START Data shown
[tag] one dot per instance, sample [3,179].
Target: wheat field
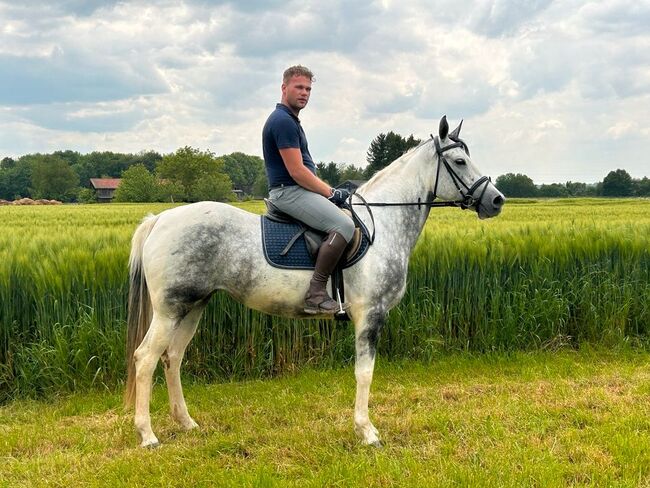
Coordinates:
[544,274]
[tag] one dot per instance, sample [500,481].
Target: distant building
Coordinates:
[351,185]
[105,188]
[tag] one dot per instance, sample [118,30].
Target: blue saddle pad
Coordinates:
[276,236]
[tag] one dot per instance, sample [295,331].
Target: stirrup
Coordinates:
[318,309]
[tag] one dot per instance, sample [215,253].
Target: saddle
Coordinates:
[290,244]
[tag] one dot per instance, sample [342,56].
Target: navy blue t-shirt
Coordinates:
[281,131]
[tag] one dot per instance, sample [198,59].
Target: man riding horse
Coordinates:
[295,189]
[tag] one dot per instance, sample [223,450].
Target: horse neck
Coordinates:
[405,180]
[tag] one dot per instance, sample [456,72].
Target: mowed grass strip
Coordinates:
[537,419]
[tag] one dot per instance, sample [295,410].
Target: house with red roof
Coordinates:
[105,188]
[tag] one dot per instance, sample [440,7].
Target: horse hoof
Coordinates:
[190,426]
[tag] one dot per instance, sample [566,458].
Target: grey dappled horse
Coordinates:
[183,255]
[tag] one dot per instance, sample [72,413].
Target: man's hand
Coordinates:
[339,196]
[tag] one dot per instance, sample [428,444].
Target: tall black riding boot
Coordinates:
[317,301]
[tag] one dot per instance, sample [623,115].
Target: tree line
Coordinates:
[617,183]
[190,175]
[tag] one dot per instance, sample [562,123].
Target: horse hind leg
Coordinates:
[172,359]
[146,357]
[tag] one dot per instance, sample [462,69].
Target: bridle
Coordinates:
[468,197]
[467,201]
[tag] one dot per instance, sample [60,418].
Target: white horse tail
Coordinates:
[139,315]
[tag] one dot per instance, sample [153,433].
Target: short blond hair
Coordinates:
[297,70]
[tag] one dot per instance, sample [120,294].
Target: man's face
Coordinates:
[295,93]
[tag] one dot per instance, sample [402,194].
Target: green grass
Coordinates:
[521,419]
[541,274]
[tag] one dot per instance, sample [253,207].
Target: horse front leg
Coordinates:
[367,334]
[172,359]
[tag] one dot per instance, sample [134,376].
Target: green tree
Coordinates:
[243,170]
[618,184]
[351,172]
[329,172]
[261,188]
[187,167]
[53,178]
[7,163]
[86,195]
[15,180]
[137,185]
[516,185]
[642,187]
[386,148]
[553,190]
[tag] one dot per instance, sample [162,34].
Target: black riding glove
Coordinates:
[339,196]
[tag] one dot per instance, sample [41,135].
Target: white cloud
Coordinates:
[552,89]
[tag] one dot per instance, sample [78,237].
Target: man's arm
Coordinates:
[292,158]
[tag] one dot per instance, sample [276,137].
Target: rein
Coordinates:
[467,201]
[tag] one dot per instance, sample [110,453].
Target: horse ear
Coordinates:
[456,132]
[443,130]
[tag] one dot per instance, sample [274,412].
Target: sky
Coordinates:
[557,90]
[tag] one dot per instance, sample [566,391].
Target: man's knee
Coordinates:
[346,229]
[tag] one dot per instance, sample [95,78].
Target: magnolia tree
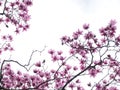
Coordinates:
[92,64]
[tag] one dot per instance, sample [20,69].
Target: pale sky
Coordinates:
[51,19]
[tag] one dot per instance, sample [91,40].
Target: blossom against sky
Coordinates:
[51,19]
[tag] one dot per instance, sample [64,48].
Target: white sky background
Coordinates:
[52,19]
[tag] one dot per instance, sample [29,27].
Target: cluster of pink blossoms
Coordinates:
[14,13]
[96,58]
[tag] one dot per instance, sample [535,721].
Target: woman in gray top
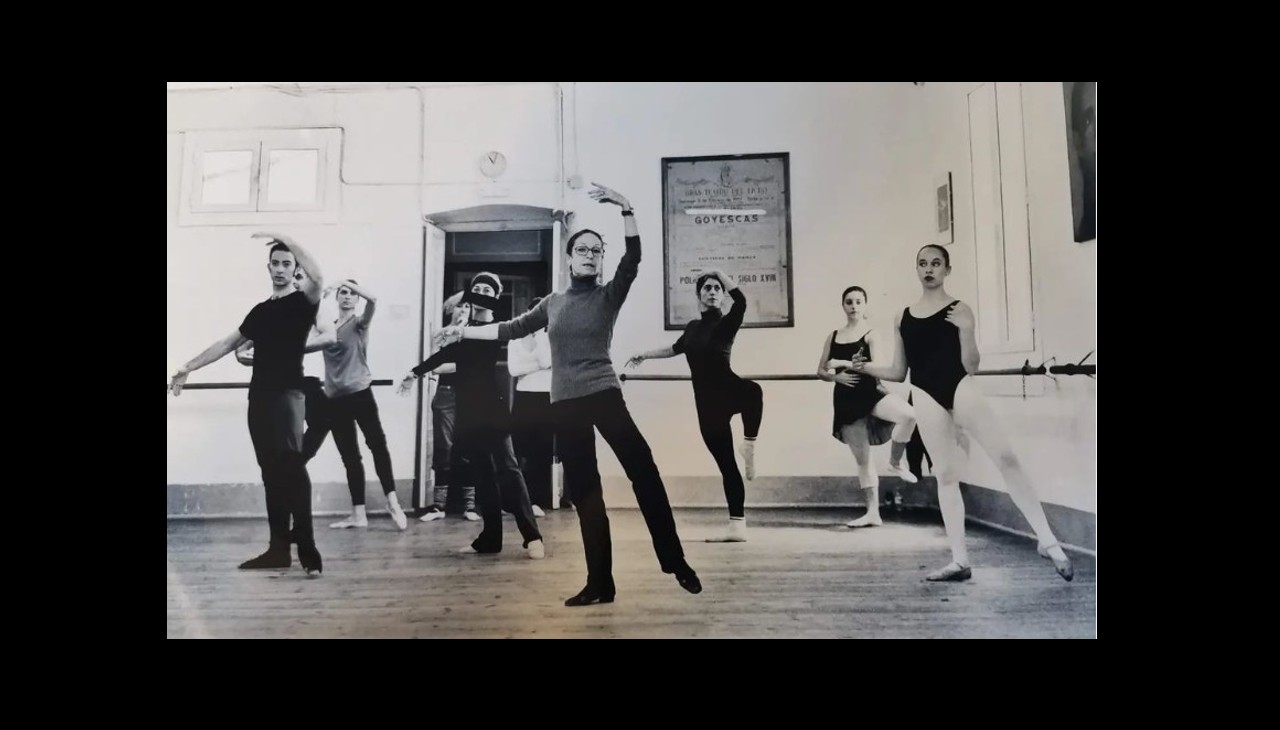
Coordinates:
END Data shown
- Exercise -
Write out all of the records above again with "Target" switched to "Object" wherever it occurs and everything else left as it stands, and leave the pictures out.

- Answer for this exercise -
[tag] one dot per instance, sample [3,179].
Object: wheat field
Coordinates:
[544,274]
[tag] one dot per instance, sample [500,481].
Object: distant building
Coordinates:
[351,185]
[105,188]
[tag] one dot per instance, sample [118,30].
Object: blue saddle pad
Coordinates:
[276,236]
[tag] one dot per instance, sample [295,331].
Object: stirrup
Coordinates:
[318,309]
[tag] one dot per instance, sample [215,253].
Object: saddle
Coordinates:
[290,244]
[tag] one dot per instance, sample [342,56].
Object: navy blue t-shirt
Coordinates:
[281,131]
[tag] one dot per instance, sample [198,59].
Object: man riding horse
Coordinates:
[295,189]
[tag] one dot per instance, sample [223,450].
Object: horse neck
Coordinates:
[405,180]
[tag] one dot per instance, sample [456,72].
Object: mowed grass strip
Coordinates:
[537,419]
[tag] one dot per instance, sample [295,410].
Object: house with red roof
Coordinates:
[105,188]
[tag] one dot per instance, sample [440,7].
Object: horse hoof
Coordinates:
[190,426]
[tag] one dot per instance, sample [566,458].
Object: grey dappled horse
Coordinates:
[183,255]
[tag] one dot per instance, sample [72,413].
Object: man's hand
Coordinates:
[339,196]
[tag] one dot per instance, sample [428,444].
Object: tall black riding boot
Coordinates:
[317,301]
[tag] one dot per instance, sample [623,115].
Object: tree line
Coordinates:
[617,183]
[190,175]
[tag] one dot per instance, sample [562,123].
Object: horse hind leg
Coordinates:
[172,359]
[146,357]
[tag] one dot per instance, sample [462,69].
Object: bridle
Coordinates:
[468,197]
[467,201]
[tag] one dot per instance, sample [60,418].
Object: white horse tail
Coordinates:
[139,315]
[tag] one dot per instance, sample [153,433].
Object: short blond hair
Coordinates:
[297,70]
[tag] one dot per instance, sample [120,294].
Object: man's face
Coordinates:
[295,93]
[tag] one dot per instance, sample [402,194].
Object: green grass
Coordinates:
[521,419]
[541,274]
[tag] one dot per instance, sample [253,207].
Object: horse front leg
Coordinates:
[367,334]
[172,359]
[tag] one dot per instance, sample [134,376].
Object: green tree
Coordinates:
[243,170]
[618,184]
[351,172]
[329,172]
[261,188]
[187,167]
[53,178]
[7,163]
[86,195]
[15,180]
[137,185]
[516,185]
[642,187]
[386,148]
[553,190]
[tag] one dot per instance, sample [162,34].
Object: black riding glove
Coordinates:
[339,196]
[tag] one dot per instance, sample [41,135].
Object: white cloud
Coordinates:
[552,89]
[tag] one dot per instance, sample [78,237].
Object: man's arm
Coordinates:
[292,158]
[tag] one dot per instance, sample [276,137].
Object: rein
Coordinates:
[467,201]
[tag] one dot per instance, sample [110,453].
Object: horse ear
Coordinates:
[456,132]
[443,130]
[tag] one dot per instance, sample [274,412].
Object: sky
Coordinates:
[557,90]
[tag] one dot per instance, sample [566,391].
Object: man's knee
Coordinates:
[346,229]
[tag] one dot per instance, sample [95,78].
Object: magnolia tree
Coordinates:
[92,64]
[tag] one dot per instance, sample [20,69].
Object: pale sky
Coordinates:
[51,19]
[tag] one dot per instance, sample [91,40].
Object: blossom against sky
Coordinates:
[51,19]
[tag] one dot per instance, sample [64,48].
Object: white sky background
Coordinates:
[52,19]
[tag] one dot per instance, sample [29,27].
Object: cluster of pink blossoms
Coordinates:
[14,13]
[96,58]
[tag] one dot per instance, sample [535,721].
Object: woman in gray top
Coordinates:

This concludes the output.